━━ EXTRACT

The role of CCJ in new democratic governance - Part 2
Published: Sunday | November 22, 2009
Justice Beverly McLachlin, chief justice of the Supreme Court of Canada, in an address in New Zealand in 2004, said: "Interpreting and applying constitutional principles, written and unwritten, requires that the judge hold uncompromisingly to his or her judicial conscience, informed by past legal usage, written constitutional norms and international principles to which the nation has attorned. But judicial conscience is not to be confused with personal conscience. Judicial conscience is founded on the judge's sworn commitment to uphold the rule of law. It is informed not by the judge's personal views, nor the judge's views as to what policy is best. It is informed by the law, in all its complex majesty, as manifested in the three sources I've suggested."
Justice McLachlin is advocating the use of the right tools, an analytical and discovery approach, not an emotional clap of the bosom to invoke the right personal responses. It is an approach we have endorsed, giving respect to the objective majesty of the law, and one which did not envisage an agenda for the courts, or a need for a supportive constituency base.
Justice Saunders may well be right, that this is the kind of loose and unfettered role which our current democratic form of governance needs and which we should confer on the supreme court of the CCJ. However, now that we know his thinking, we should look long and hard before we leap.
I may be wrong, but as I understand Justice Saunders, the CCJ, as the Supreme Court, is an agenda-driven institution, capable of formulating policy and creating law without any corresponding checks and balances and, therefore, is in need of a constituency base to pinch-hit for it when it runs into trouble with the populace. The constituency which he looks to pinch-hit for is the legal profession.
Having carved out the CCJ's policy-making and legislative activities, Justice Saunders outlines 'the role of the Bar as defender of the integrity of the court and justice system': "The difficulty that courts experience when they must determine important matters of policy is that they are called upon to do so without the conventional political resources that are readily available to the other branches of government. . We have no party apparatus to call on for guidance and encouragement, no political organisation ready and equipped to go out and drum up support for the decisions that we must make, nor party machine that can be activated to defend the court from unjustified attacks.
"Yet no institution in a democratic society could become and remain potent unless it can count on a solid block of public opinion that would rally at a pinch. If the integrity of the CCJ is to be maintained at a high level, the court should be able, at all times, to command support and receive encouragement from what should comprise its natural constituency.

━━━━

INSTRUCTION A -
Answer these questions about the column on the CCJ:
(i) In what country did Justice McLachlin give her 2004 address?
(ii) According to the quote in the column, what is judicial conscience founded on?
(iii) Whom does Justice Saunders look to as the constituency to pinch-hit for the CCJ?

━━ SOURCE MATERIAL

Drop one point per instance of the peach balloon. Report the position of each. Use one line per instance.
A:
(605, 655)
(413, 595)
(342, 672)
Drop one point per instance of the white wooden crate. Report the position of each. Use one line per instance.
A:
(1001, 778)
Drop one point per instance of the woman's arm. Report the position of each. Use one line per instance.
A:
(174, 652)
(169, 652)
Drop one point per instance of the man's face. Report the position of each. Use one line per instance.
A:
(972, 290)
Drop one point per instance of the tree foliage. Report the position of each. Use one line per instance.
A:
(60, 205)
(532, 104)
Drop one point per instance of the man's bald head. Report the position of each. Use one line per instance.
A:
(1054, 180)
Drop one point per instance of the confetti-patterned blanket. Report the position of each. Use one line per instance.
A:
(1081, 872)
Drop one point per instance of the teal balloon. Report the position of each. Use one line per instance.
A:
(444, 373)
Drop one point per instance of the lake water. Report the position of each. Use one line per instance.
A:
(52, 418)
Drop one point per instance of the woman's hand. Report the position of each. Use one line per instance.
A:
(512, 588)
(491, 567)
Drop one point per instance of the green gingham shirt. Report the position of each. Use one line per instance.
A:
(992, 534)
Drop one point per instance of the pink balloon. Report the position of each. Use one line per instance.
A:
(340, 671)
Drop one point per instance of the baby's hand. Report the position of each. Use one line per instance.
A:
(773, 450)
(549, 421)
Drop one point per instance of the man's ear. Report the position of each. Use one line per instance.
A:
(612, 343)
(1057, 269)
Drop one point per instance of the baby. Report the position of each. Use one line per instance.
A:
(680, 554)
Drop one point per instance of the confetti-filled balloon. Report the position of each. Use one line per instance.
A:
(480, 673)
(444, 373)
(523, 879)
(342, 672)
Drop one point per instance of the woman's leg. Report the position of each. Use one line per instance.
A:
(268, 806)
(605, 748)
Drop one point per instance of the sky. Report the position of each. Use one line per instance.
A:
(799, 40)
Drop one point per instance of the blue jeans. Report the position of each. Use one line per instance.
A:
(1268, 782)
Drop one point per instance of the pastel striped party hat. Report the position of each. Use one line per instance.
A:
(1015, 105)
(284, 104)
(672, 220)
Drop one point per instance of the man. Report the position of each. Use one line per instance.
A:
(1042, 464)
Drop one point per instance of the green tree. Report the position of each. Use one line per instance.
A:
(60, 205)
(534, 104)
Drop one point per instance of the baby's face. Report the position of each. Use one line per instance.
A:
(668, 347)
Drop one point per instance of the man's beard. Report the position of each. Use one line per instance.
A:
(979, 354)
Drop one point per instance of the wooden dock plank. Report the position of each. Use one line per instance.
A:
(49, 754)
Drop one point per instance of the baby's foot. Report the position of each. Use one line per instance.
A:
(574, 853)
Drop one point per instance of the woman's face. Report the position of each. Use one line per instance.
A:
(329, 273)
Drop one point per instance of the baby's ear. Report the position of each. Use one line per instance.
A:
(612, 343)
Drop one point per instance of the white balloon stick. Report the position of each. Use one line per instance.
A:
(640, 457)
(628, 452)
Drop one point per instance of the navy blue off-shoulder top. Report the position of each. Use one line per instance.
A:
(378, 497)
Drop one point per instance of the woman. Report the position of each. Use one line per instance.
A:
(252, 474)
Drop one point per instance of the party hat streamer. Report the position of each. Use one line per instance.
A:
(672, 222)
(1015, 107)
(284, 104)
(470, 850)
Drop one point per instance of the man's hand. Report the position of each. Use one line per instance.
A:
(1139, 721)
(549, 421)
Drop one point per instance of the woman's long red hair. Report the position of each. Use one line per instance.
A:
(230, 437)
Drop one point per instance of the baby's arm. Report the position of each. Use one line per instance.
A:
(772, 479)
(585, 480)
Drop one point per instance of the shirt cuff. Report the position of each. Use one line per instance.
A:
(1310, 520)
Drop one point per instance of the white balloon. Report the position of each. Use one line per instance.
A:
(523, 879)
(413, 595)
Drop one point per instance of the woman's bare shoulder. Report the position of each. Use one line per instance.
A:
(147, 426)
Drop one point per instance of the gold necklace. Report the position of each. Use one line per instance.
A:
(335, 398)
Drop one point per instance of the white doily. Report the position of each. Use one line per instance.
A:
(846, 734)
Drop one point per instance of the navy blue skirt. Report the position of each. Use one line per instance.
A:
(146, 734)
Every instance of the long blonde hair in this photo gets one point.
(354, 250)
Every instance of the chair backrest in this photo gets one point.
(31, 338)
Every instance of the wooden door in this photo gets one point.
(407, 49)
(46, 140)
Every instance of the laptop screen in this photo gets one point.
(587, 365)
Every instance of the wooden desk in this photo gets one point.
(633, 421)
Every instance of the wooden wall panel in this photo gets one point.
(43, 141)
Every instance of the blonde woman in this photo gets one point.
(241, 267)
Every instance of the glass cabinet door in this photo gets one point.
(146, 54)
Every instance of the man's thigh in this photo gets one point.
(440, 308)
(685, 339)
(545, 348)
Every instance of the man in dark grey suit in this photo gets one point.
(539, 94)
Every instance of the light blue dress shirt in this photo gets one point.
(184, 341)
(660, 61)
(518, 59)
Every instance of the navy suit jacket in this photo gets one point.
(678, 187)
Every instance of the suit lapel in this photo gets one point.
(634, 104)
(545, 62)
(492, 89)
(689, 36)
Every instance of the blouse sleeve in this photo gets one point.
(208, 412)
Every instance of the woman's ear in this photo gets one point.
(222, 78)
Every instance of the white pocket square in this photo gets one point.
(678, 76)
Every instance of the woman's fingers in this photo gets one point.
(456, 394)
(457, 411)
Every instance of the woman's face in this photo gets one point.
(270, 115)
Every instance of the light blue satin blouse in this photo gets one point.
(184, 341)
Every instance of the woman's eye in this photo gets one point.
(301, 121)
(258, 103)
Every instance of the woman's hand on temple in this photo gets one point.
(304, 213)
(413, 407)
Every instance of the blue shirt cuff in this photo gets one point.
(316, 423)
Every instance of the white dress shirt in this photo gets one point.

━━━━

INSTRUCTION B -
Lay out the records from the line with "Every instance of the woman's fingers" through the last line of the records as a JSON list of strings, one string per line, leaving out blank lines.

REPLY A -
(i) New Zealand
(ii) The judge's sworn commitment to uphold the rule of law
(iii) The legal profession

REPLY B -
[
  "Every instance of the woman's fingers in this photo gets one point.",
  "(456, 394)",
  "(457, 411)",
  "Every instance of the woman's face in this photo gets one point.",
  "(270, 115)",
  "Every instance of the light blue satin blouse in this photo gets one point.",
  "(184, 341)",
  "Every instance of the woman's eye in this photo gets one point.",
  "(301, 121)",
  "(258, 103)",
  "Every instance of the woman's hand on temple in this photo gets one point.",
  "(304, 213)",
  "(413, 407)",
  "Every instance of the blue shirt cuff in this photo gets one point.",
  "(316, 423)",
  "Every instance of the white dress shirt in this photo gets one point."
]